PROBLEM TO WORK ON => Copy the material below line for line, without changing anything.

ROWS =>
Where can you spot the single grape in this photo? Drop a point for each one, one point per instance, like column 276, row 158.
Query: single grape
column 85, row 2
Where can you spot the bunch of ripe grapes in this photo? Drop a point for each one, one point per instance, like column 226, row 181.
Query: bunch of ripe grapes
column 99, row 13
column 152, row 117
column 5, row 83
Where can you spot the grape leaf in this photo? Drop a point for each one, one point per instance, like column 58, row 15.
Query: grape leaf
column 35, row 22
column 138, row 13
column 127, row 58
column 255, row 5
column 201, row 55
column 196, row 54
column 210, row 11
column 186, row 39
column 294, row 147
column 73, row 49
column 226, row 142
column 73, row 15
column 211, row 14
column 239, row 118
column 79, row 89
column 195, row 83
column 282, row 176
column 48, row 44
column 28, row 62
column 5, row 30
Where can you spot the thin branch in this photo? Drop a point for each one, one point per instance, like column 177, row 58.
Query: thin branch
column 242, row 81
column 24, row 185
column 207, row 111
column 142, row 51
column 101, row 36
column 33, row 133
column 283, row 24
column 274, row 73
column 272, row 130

FINISHED TASK =>
Where can you spot the single grape in this photo? Drop a point for each one, one point per instance, like column 276, row 158.
Query: single grape
column 85, row 2
Where can you spot the bunch of ripe grapes in this photo? Drop a point for each one, one point per instance, like column 226, row 181.
Query: bunch of ripe grapes
column 99, row 13
column 152, row 117
column 5, row 83
Where can you spot the grape leaf in this photo? Drop a point for each one, one point per instance, like column 58, row 15.
Query: grape leaf
column 35, row 22
column 138, row 13
column 127, row 58
column 255, row 5
column 201, row 55
column 196, row 54
column 210, row 11
column 186, row 39
column 294, row 147
column 73, row 49
column 226, row 142
column 73, row 15
column 211, row 14
column 239, row 118
column 79, row 89
column 195, row 83
column 282, row 176
column 48, row 44
column 28, row 62
column 5, row 30
Where can you spot the thin branch in this photo? Drop a point for each one, one point per instance, like column 177, row 58.
Query: thin branch
column 242, row 81
column 24, row 185
column 207, row 111
column 142, row 51
column 101, row 36
column 33, row 133
column 283, row 24
column 274, row 73
column 272, row 130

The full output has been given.